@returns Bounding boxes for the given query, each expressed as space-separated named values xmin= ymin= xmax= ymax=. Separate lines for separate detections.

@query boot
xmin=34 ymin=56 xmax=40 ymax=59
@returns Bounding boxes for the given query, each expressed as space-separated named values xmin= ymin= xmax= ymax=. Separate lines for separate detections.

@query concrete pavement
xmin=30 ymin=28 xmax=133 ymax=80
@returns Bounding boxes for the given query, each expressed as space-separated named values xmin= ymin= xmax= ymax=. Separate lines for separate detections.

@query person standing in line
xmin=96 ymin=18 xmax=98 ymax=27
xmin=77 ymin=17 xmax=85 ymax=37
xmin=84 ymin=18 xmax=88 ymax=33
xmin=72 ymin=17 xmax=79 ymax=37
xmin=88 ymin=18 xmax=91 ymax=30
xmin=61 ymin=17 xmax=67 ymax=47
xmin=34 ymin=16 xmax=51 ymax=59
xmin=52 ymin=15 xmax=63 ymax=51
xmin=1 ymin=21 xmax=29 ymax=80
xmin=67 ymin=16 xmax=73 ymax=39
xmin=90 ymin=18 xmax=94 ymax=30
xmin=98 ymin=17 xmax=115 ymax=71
■ ■ ■
TASK INSTRUCTIONS: Each entry above is to be transcribed word for word.

RESPONSE TO THIS EXERCISE:
@returns Bounding boxes for the given query, each expressed as space-separated named values xmin= ymin= xmax= ymax=. Separate lines for separate detections.

@query boot
xmin=34 ymin=56 xmax=40 ymax=59
@returns Bounding boxes for the given query, each expressed as space-separated named values xmin= ymin= xmax= ymax=. Separate lines for separate detections.

@query concrete pavement
xmin=30 ymin=28 xmax=133 ymax=80
@returns Bounding boxes for the given query, each expressed as space-separated named values xmin= ymin= xmax= ymax=. Separate lines for separate detections.

@query person standing in line
xmin=96 ymin=18 xmax=98 ymax=27
xmin=77 ymin=17 xmax=85 ymax=37
xmin=84 ymin=18 xmax=88 ymax=33
xmin=72 ymin=17 xmax=79 ymax=37
xmin=88 ymin=18 xmax=91 ymax=30
xmin=61 ymin=17 xmax=67 ymax=47
xmin=34 ymin=16 xmax=51 ymax=59
xmin=52 ymin=15 xmax=63 ymax=51
xmin=1 ymin=21 xmax=29 ymax=80
xmin=67 ymin=16 xmax=73 ymax=39
xmin=90 ymin=18 xmax=94 ymax=30
xmin=98 ymin=17 xmax=115 ymax=71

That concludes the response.